CONSIGNA →
Según la sección del documento, ¿por qué algunas poblaciones de Colombia enfrentan un doble confinamiento? Responda en una o dos oraciones.

SECCIÓN DEL DOCUMENTO →

___

Diana Ojeda (Cider, Uniandes)
Lina Pinto García (STS, York University)
En Colombia, la experiencia de confinamiento asociada a la pandemia del Covid-19 se superpone con el orden impuesto por actores armados en distintos espacios rurales del país durante la guerra e incluso luego de la firma de los acuerdos de paz en noviembre del 2016. En lugares como Chimborazo (Magdalena), Buenos Aires (Cauca) y Bojayá (Chocó), la experiencia de confinamiento ha implicado dificultades para acceder a agua, comida, medicamentos y atención médica, entre otros recursos básicos para la subsistencia. Como se ha reportado en los últimos días, algunas poblaciones están enfrentándose a un doble confinamiento debido a la pandemia y a la presencia de actores armados.
En este texto, queremos señalar la continuidad y fluidez de prácticas y discursos de militarización en Colombia, analizando cómo esta tecnología de gobierno es desplegada por el estado —así como por actores armados ilegales—-, ahora en nombre de la salud colectiva. Narrativas de guerra han circulado ampliamente como una forma de referirse a la crisis actual. Más allá de los riesgos que esto genera, resulta crítico evidenciar las conexiones entre la metáfora bélica y la experiencia vivida por aquellas personas cuyos cuerpos, itinerarios cotidianos y espacios están siendo controlados a través del uso de la violencia estatal (o aquella ejercida con su connivencia), mientras los asesinatos de líderes y lideresas sociales y ex-combatientes siguen figurando diariamente en las noticias.

___

FILAS PROPORCIONADAS →
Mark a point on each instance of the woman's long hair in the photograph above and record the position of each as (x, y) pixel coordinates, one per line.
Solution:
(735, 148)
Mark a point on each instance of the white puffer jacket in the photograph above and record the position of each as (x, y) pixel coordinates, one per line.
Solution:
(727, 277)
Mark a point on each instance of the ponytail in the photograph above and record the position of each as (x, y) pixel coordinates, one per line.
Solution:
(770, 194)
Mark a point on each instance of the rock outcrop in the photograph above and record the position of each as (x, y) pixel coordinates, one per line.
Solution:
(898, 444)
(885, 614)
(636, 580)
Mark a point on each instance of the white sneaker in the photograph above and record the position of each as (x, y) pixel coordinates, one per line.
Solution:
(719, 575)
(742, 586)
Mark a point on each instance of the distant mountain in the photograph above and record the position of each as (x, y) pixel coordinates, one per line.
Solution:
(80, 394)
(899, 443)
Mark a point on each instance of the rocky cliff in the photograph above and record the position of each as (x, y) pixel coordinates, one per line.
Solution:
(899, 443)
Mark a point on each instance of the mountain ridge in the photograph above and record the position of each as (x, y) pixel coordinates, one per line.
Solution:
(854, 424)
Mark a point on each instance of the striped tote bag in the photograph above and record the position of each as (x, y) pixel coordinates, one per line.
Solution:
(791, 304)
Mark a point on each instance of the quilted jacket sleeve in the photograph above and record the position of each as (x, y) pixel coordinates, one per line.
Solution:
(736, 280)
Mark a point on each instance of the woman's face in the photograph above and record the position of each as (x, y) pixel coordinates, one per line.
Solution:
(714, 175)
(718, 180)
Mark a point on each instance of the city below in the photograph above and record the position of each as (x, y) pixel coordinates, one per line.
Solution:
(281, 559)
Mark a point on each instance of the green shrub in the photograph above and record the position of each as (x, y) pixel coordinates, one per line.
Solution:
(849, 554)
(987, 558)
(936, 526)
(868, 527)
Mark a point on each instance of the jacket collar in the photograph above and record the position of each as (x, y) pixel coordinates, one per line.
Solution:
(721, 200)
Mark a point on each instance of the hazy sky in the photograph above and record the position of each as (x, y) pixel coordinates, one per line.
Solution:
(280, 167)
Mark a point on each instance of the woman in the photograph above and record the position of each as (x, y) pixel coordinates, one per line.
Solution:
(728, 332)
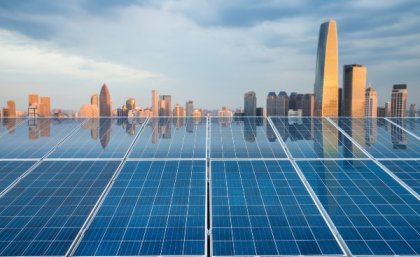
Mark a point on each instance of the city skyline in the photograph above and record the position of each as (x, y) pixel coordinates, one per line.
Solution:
(271, 51)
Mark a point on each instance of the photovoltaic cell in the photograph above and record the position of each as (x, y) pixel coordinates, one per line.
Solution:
(43, 213)
(100, 138)
(35, 138)
(381, 138)
(263, 208)
(406, 170)
(315, 138)
(11, 170)
(244, 138)
(154, 208)
(176, 137)
(373, 213)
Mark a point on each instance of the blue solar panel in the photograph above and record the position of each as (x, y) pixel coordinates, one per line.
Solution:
(381, 138)
(42, 214)
(172, 138)
(244, 138)
(99, 138)
(315, 138)
(35, 138)
(11, 170)
(263, 208)
(406, 170)
(372, 212)
(154, 208)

___

RESULTADO DEL EJERCICIO →
El doble confinamiento se debe a dos causas simultáneas: la pandemia del Covid-19 y la presencia de actores armados. El confinamiento por la pandemia se superpone con el orden que esos actores imponen en distintos espacios rurales del país.